→ ACTIVITY: Could you copy every record below exactly as it is written?

→ SUPPLIED MATERIAL:
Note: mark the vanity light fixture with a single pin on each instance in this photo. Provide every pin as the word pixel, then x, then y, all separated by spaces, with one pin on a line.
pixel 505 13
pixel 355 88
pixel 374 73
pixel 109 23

→ SOLUTION TO THIS TASK:
Note: mark the vanity light fixture with a single pin on each instance in this photo. Provide every pin as the word pixel, then x, then y, all separated by spaces, with one pin on a line.
pixel 505 13
pixel 355 88
pixel 374 73
pixel 109 23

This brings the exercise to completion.